(Stored data)
►

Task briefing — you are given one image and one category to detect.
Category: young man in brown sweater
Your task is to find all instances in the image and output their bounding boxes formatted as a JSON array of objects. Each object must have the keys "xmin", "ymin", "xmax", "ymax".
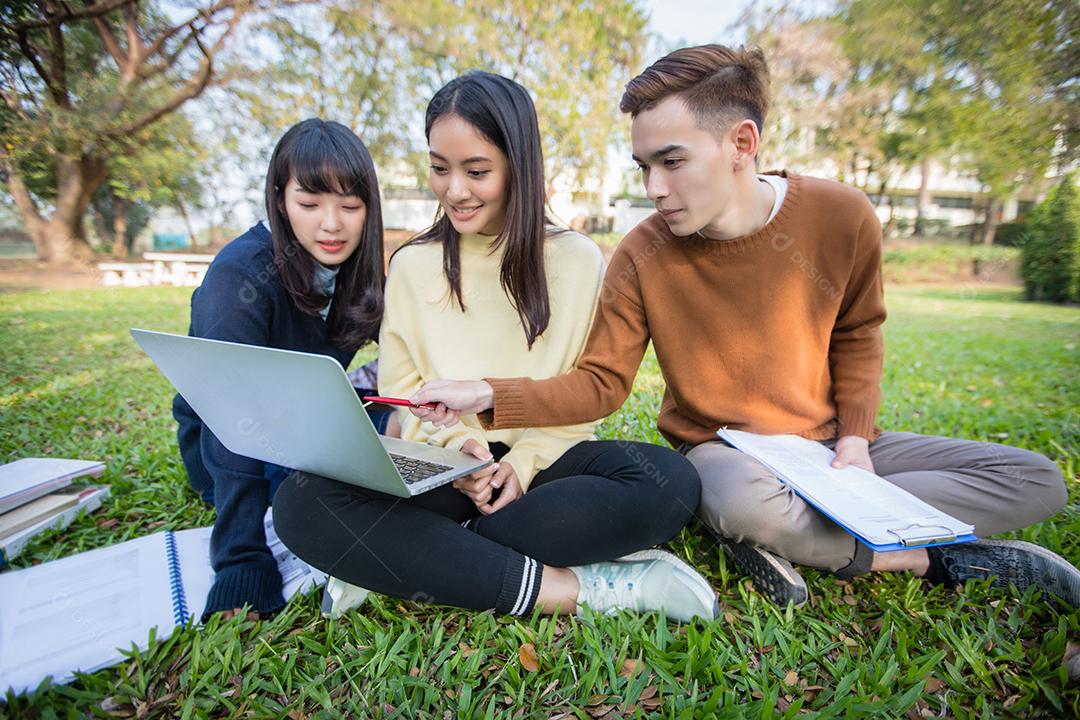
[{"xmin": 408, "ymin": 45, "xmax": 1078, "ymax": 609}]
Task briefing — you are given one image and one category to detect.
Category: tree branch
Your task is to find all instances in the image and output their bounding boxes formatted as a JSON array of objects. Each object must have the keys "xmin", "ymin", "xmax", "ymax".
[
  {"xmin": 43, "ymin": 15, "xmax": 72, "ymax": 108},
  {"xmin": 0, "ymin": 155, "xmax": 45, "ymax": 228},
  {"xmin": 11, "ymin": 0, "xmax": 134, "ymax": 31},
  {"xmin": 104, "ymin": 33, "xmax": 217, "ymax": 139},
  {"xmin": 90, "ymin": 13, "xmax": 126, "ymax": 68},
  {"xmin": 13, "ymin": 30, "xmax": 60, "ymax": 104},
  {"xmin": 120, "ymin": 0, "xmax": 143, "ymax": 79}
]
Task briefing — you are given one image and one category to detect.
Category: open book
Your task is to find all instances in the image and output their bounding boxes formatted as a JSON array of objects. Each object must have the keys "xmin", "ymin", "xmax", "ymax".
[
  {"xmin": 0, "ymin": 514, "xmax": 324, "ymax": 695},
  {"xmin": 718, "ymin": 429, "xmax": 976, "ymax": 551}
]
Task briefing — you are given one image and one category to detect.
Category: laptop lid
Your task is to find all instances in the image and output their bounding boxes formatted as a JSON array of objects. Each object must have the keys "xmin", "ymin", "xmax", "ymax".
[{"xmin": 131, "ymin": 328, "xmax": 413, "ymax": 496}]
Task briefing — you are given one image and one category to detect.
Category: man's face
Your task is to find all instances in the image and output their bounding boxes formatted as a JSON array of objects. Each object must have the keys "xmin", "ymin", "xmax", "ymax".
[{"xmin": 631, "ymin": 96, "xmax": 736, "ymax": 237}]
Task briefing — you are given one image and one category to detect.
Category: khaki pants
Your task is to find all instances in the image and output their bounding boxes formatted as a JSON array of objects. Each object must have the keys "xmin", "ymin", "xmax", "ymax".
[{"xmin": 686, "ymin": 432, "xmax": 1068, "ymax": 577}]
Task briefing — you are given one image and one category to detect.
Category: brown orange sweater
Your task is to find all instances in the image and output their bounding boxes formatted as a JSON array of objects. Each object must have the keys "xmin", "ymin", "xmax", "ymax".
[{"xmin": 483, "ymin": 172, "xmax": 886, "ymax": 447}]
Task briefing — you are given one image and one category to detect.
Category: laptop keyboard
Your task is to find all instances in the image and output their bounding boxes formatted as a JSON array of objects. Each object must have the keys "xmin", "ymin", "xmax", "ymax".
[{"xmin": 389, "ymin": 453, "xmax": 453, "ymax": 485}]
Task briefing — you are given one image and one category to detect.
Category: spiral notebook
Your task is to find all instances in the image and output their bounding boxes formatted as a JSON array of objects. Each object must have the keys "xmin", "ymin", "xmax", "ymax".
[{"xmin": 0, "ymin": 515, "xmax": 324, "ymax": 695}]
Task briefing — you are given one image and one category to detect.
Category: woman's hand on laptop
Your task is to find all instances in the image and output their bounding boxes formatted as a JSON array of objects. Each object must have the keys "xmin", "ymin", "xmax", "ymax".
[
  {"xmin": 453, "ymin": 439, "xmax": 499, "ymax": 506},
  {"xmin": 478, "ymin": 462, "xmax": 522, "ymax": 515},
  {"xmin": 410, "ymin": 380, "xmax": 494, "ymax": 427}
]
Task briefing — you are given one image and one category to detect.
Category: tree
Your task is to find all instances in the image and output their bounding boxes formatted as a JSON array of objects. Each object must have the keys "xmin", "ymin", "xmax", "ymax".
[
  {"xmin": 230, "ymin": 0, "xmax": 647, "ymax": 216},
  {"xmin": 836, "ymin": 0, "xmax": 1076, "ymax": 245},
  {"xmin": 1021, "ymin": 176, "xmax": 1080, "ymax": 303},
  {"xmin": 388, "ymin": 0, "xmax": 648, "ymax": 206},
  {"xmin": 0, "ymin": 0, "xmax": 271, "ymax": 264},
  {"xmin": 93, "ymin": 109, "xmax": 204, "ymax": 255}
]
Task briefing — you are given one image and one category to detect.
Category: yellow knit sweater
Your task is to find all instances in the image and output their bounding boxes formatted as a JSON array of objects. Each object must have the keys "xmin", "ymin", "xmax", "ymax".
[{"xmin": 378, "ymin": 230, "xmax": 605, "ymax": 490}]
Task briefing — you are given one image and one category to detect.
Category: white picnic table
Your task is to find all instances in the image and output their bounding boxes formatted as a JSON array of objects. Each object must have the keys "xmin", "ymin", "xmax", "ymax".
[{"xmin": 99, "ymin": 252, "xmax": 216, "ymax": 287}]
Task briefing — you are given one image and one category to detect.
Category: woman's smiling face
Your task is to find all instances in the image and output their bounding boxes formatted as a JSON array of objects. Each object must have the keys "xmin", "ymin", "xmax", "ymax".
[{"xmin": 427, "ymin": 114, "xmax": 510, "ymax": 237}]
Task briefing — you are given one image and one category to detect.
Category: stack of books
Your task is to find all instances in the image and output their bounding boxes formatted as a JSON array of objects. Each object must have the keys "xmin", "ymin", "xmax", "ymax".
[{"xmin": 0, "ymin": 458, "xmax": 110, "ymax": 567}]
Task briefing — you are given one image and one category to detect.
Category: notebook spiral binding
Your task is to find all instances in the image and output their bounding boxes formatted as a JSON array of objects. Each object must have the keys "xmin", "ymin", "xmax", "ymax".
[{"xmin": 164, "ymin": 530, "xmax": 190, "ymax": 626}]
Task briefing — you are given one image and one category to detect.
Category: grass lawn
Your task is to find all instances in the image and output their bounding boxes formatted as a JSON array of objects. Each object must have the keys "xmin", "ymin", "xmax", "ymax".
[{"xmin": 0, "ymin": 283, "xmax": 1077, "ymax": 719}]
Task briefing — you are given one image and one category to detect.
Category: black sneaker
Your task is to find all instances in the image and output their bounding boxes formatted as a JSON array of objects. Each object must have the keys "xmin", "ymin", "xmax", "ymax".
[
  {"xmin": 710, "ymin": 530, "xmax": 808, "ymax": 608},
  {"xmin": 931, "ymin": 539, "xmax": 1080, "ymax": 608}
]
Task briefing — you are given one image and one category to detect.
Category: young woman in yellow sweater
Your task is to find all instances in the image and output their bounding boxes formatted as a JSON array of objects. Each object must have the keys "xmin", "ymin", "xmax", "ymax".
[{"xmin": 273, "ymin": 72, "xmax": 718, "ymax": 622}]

◄

# WHAT THE TASK ASKS
Quote every line of the records above exactly; no picture is to be copied.

# RESULT OF THIS EXERCISE
Task briefing — you are given one image and one category to detect.
Category: young man in brown sweater
Your task is to find all instances in the image and output their bounding boxes formatted as a JSON array of objects. Each object must have the keys "xmin", "ymin", "xmax", "ymax".
[{"xmin": 408, "ymin": 45, "xmax": 1078, "ymax": 609}]
Task briefing — you are given one image and one category to detect.
Category: tree branch
Your task is to find all instances in the image and output their bounding boxes formatted as a JSON array of objects. Each object must have the keys "xmin", "ymin", "xmax", "ymax".
[
  {"xmin": 43, "ymin": 15, "xmax": 72, "ymax": 108},
  {"xmin": 0, "ymin": 155, "xmax": 45, "ymax": 228},
  {"xmin": 11, "ymin": 0, "xmax": 134, "ymax": 31},
  {"xmin": 104, "ymin": 33, "xmax": 217, "ymax": 139},
  {"xmin": 90, "ymin": 13, "xmax": 126, "ymax": 68},
  {"xmin": 13, "ymin": 30, "xmax": 60, "ymax": 104},
  {"xmin": 120, "ymin": 0, "xmax": 143, "ymax": 79}
]
Task briefing — you are given one image and one category to detect.
Category: open book
Your task is to find all instances in the image and output their bounding boxes formatted as a JSON array of objects. Each object must have the keys "xmin", "ymin", "xmax", "ymax".
[
  {"xmin": 0, "ymin": 514, "xmax": 324, "ymax": 695},
  {"xmin": 718, "ymin": 429, "xmax": 976, "ymax": 551}
]
Task briefing — you are given one image and one category to detect.
Category: laptop lid
Your task is to find all instances in the image and output their bounding boxes formatted as a JSON array of objects. Each object must have the keys "xmin", "ymin", "xmax", "ymax".
[{"xmin": 131, "ymin": 328, "xmax": 413, "ymax": 496}]
Task briefing — you are given one image and one category to detect.
Category: man's face
Your task is to find all instances in the image and output their bounding boxes formatted as a JSON array of objects. Each object must have the keys "xmin", "ymin", "xmax", "ymax".
[{"xmin": 631, "ymin": 96, "xmax": 736, "ymax": 237}]
Task briefing — you are given one image and one category to detect.
Category: khaki pants
Your task is to find all instances in the image and output their bounding boxes formatted as a JSON array of objects. Each object must have the keys "xmin", "ymin", "xmax", "ymax".
[{"xmin": 686, "ymin": 432, "xmax": 1068, "ymax": 577}]
Task briefing — you are given one image and one category to detect.
Category: brown orange sweater
Your task is to find all instances in the image and output their bounding boxes formatted as a JSON array of objects. Each object must have the keys "xmin", "ymin", "xmax", "ymax".
[{"xmin": 483, "ymin": 172, "xmax": 886, "ymax": 447}]
Task briefing — you are given one image and one category to detect.
Category: laptop keyboard
Your task is to find all instances in the image and output their bounding boxes formatted as a JSON array of objects. Each object must have the keys "xmin", "ymin", "xmax", "ymax".
[{"xmin": 389, "ymin": 453, "xmax": 453, "ymax": 485}]
Task briefing — you are given one image and one category to detect.
Category: spiral notebook
Your task is to find all instances in the image and output their bounding boxes formatted as a JSON array of objects. Each object must have the keys "xmin", "ymin", "xmax", "ymax".
[{"xmin": 0, "ymin": 515, "xmax": 324, "ymax": 695}]
Task briefing — you are given one image and one category to detect.
Category: woman's hand on laptop
Your task is to find all instances in the image and output their bounding boxes formatted as a JSON array of objects. Each object must have the keys "xmin", "ymin", "xmax", "ymax".
[
  {"xmin": 453, "ymin": 439, "xmax": 499, "ymax": 506},
  {"xmin": 478, "ymin": 462, "xmax": 522, "ymax": 515},
  {"xmin": 410, "ymin": 380, "xmax": 494, "ymax": 427}
]
Task briefing — you are given one image and one category to detect.
Category: tree
Your task is to find all instances in the image and output their bounding boxes formatted as a JSON array of objects. Each object must have the keys "xmin", "ymin", "xmax", "ymax".
[
  {"xmin": 230, "ymin": 0, "xmax": 647, "ymax": 216},
  {"xmin": 836, "ymin": 0, "xmax": 1076, "ymax": 245},
  {"xmin": 1021, "ymin": 176, "xmax": 1080, "ymax": 303},
  {"xmin": 388, "ymin": 0, "xmax": 648, "ymax": 206},
  {"xmin": 0, "ymin": 0, "xmax": 271, "ymax": 264},
  {"xmin": 93, "ymin": 109, "xmax": 204, "ymax": 255}
]
Task briefing — you are given one image and one category to detect.
Category: yellow knit sweater
Your task is to find all instances in the image and output their bounding boxes formatted as a JSON array of objects. Each object must have the keys "xmin", "ymin", "xmax", "ymax".
[{"xmin": 378, "ymin": 230, "xmax": 605, "ymax": 490}]
Task briefing — you are given one image and one category to detect.
Category: white picnic table
Your task is to find all instances in the image and output their bounding boxes formatted as a JSON array of objects. Each object must have the keys "xmin", "ymin", "xmax", "ymax".
[{"xmin": 99, "ymin": 252, "xmax": 216, "ymax": 287}]
Task briefing — you are given one image and one category to detect.
Category: woman's smiling face
Your task is to find all instances in the image and output their bounding boxes formatted as a JSON array of objects. Each object must have the keys "xmin", "ymin", "xmax", "ymax".
[{"xmin": 427, "ymin": 114, "xmax": 510, "ymax": 237}]
Task briefing — you are given one image and one category to detect.
Category: stack of books
Your task is to find all instances in the image and output their bounding boxes formatted as a JSON array of objects. Each object must have the keys "xmin", "ymin", "xmax", "ymax".
[{"xmin": 0, "ymin": 458, "xmax": 110, "ymax": 567}]
Task briefing — you are given one image and one category to detect.
Category: notebook spiral binding
Your task is to find all instances in the image and output their bounding boxes formatted as a JSON array of objects. Each object must have the keys "xmin", "ymin", "xmax", "ymax".
[{"xmin": 164, "ymin": 530, "xmax": 190, "ymax": 626}]
Task briefing — you are given one image and one category to detect.
Category: grass lawn
Your task is to find all instances in the image and output their bounding boxes formatted as a JSON array of objects. Each object must have the keys "xmin", "ymin", "xmax", "ymax".
[{"xmin": 0, "ymin": 283, "xmax": 1077, "ymax": 719}]
Task briefing — you are given one image and one category to detect.
Category: black sneaker
Your task is to find all instances in the image and output their bounding boxes formatted as a JSON array of objects. Each object must have the keys "xmin", "ymin", "xmax", "ymax".
[
  {"xmin": 710, "ymin": 530, "xmax": 808, "ymax": 608},
  {"xmin": 931, "ymin": 539, "xmax": 1080, "ymax": 608}
]
Task briefing — you are given one image and one category to detect.
Category: young woman in yellow sweater
Your task is to find all instances in the image and output their bounding boxes formatted as a JSON array of objects. Each object must have the keys "xmin", "ymin", "xmax", "ymax".
[{"xmin": 273, "ymin": 72, "xmax": 718, "ymax": 622}]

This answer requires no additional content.